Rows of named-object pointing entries
"""

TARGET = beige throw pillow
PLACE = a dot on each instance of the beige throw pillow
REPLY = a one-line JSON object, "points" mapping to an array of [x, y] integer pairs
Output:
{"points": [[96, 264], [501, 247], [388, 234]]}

"""

■ Aim
Copy these rows over word for word, keeping every line as it appears.

■ The solution
TARGET = beige throw pillow
PLACE = a dot on each instance of the beige throw pillow
REPLY = a one-line JSON object, "points" mapping to an array of [x, y] integer pairs
Output:
{"points": [[96, 264], [501, 247], [388, 234]]}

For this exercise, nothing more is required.